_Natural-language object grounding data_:
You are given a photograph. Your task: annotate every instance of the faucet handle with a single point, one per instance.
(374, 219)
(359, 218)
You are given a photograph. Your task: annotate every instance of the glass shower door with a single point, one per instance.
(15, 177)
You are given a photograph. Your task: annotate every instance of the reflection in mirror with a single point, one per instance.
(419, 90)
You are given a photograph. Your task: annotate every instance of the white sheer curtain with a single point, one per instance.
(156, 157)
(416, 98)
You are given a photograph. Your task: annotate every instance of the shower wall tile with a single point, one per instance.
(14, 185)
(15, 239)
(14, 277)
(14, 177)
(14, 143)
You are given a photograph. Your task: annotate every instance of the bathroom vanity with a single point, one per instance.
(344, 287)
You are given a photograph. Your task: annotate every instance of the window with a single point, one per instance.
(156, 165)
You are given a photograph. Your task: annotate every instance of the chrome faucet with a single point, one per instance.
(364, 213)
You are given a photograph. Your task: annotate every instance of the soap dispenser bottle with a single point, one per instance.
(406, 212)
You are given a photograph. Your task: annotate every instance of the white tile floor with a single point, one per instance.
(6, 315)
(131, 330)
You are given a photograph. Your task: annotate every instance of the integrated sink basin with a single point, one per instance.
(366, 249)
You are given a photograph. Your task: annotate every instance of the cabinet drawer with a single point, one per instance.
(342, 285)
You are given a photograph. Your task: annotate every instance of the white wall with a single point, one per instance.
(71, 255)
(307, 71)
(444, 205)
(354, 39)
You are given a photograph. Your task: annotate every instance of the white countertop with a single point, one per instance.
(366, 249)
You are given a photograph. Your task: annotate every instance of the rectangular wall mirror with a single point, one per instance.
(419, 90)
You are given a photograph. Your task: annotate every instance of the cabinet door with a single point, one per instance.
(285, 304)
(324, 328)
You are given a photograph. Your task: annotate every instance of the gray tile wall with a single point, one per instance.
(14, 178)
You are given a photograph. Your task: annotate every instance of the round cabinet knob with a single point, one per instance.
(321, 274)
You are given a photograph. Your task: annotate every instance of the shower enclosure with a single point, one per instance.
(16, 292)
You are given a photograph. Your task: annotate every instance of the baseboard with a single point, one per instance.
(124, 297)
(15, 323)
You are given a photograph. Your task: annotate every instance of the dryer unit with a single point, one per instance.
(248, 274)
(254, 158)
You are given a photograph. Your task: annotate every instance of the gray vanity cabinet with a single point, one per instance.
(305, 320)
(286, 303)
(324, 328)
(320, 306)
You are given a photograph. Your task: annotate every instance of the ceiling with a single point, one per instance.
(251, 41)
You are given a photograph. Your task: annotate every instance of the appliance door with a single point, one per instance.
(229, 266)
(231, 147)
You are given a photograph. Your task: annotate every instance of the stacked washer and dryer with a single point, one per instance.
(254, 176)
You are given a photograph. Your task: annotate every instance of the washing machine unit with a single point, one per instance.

_REQUIRED ACTION_: Please output the complete set of records above without any alteration.

_ANSWER TO THE PROBLEM_:
You are given a photograph. Your task: annotate every instance of the faucet handle with a single point, one per instance.
(374, 219)
(359, 218)
You are given a photograph. Your task: annotate every instance of the glass shower door with a single point, one per instance.
(15, 177)
You are given a photograph. Your task: annotate every instance of the reflection in mirror with a single point, one per instance.
(419, 90)
You are given a photograph. Your task: annotate every instance of the white sheer curtain with a single point, one per instance.
(156, 157)
(416, 98)
You are given a photograph. Your task: annotate every instance of the shower wall tile with a single point, one per instance.
(14, 185)
(15, 239)
(14, 277)
(14, 177)
(14, 143)
You are given a photograph. Your task: annotate every instance of the bathroom vanity with a single point, one per instance.
(344, 287)
You are given a photograph. Your task: annotate every instance of the window with a single point, one per instance.
(156, 165)
You are given a photograph. Your task: annotate every instance of the chrome faucet with a single point, one per instance.
(364, 213)
You are given a photograph. Your task: annotate every instance of the soap dispenser bottle with a single point, one per instance.
(406, 212)
You are given a photograph. Your task: annotate every instance of the white tile floor with a single point, one per instance.
(6, 315)
(131, 330)
You are given a photograph. Your task: annotate every instance of the integrated sink basin with a single point, one per instance.
(366, 249)
You are given a photograph. Your task: annotate every instance of the cabinet drawer with a single point, one per instance.
(342, 285)
You are given a photograph. Your task: annotate every instance of the white wall with a single point, one per instance.
(71, 255)
(307, 71)
(444, 205)
(354, 39)
You are given a photograph. Your task: annotate every instance of the white countertop with a single point, one per instance.
(366, 249)
You are given a photograph. Your task: annotate every instance of the rectangular wall mirror with a single point, one per instance.
(419, 90)
You are given a photograph. Your task: annotate every instance of the cabinet door with a single point, one per instance.
(285, 304)
(324, 328)
You are given a photograph. Your task: annotate every instance of the gray tile wall with a single point, one per instance.
(14, 178)
You are given a photograph. Your task: annotate every instance of the round cabinet knob with a single point, one per instance.
(321, 274)
You are given a photograph. Your task: annotate every instance of the shower enclosure with a single point, one per instance.
(16, 292)
You are given a photograph. Your task: annotate every instance of the baseboard with a single point, one per instance.
(124, 297)
(15, 323)
You are given a photograph. Your task: annotate every instance of the dryer unit with a single point, one per instance.
(248, 274)
(254, 158)
You are given a photograph. Your task: annotate every instance of the gray vanity cabinet with a single point, one per instance.
(305, 320)
(286, 303)
(324, 328)
(320, 306)
You are given a photograph. Your task: annotate every instance of the ceiling with a single point, one per instance.
(251, 41)
You are given a photograph. Your task: annotate every instance of the appliance door with a single point, one per instance.
(229, 266)
(231, 147)
You are given a photograph. Your task: annotate every instance of the stacked washer and dryer with a single point, one per instance.
(254, 176)
You are given a photograph. Your task: annotate every instance of the washing machine unit with a single point, one per instance.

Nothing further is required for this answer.